::: TASK INPUTS :::
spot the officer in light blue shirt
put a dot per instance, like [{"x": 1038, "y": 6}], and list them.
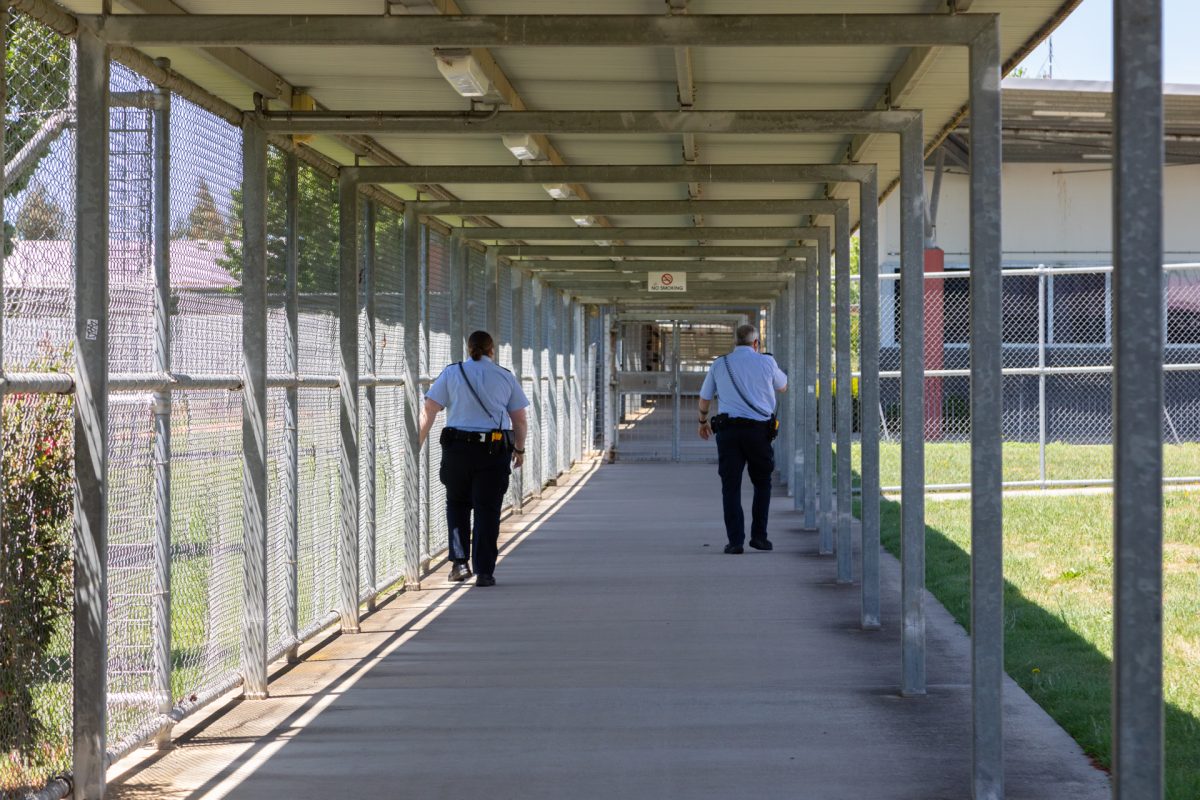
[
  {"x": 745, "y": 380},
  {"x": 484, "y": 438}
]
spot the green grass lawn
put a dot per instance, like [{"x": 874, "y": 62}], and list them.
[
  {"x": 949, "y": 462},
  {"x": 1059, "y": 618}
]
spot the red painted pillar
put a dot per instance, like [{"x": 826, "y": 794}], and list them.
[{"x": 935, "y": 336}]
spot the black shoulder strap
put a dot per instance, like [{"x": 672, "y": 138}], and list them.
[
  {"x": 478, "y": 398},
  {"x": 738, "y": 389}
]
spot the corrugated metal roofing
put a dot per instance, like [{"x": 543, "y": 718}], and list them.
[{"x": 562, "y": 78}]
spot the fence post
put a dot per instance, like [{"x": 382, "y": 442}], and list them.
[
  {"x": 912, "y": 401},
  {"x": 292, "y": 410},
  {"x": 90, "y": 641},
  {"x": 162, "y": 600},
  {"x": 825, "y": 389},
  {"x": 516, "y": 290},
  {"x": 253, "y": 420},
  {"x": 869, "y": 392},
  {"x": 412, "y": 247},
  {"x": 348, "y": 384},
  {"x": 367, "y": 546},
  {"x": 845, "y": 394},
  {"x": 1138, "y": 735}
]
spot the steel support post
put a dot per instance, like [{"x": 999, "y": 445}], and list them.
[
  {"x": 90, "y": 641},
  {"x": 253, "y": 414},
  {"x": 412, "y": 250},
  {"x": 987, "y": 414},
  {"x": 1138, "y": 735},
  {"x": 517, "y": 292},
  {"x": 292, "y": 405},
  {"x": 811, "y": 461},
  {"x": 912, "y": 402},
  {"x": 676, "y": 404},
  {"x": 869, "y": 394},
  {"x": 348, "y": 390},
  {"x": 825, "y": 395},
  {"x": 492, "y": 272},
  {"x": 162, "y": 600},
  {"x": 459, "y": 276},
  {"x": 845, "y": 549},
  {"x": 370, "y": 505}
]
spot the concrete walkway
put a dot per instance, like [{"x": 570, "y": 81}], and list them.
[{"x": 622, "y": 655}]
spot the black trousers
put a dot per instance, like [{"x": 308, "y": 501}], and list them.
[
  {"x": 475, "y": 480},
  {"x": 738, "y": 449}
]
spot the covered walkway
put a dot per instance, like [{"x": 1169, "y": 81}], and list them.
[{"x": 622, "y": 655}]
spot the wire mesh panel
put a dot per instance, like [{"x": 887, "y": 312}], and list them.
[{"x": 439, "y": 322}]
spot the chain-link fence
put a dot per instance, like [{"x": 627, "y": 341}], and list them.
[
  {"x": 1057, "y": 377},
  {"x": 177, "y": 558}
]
:::
::: TASK INPUTS :::
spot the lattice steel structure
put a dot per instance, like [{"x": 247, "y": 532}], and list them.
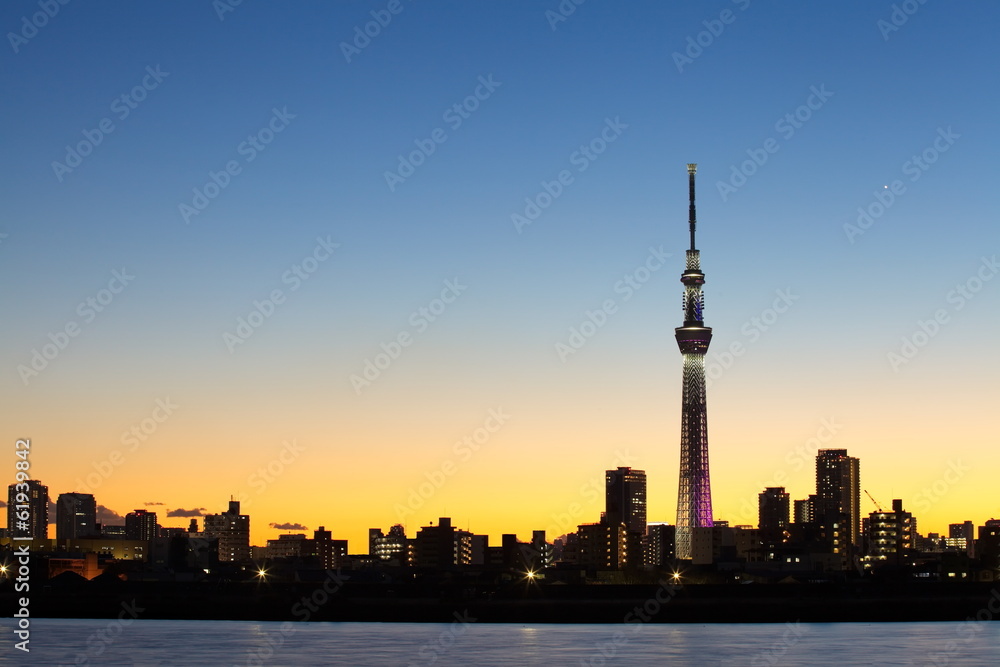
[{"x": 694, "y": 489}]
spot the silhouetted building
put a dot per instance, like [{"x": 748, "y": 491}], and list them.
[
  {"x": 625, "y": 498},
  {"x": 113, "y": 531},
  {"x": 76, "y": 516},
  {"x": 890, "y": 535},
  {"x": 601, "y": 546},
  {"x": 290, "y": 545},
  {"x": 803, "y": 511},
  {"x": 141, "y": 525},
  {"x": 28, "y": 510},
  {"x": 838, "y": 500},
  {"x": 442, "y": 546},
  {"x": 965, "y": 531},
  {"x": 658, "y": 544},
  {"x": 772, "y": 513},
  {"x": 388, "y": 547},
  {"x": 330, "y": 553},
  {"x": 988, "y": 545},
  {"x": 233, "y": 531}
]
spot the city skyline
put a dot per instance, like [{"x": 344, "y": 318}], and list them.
:::
**WHAT IS NEEDED**
Copy every line of the records above that contains the word "post", matching case exactly.

**WRITTEN RESPONSE**
spot the fence post
spot the steel support post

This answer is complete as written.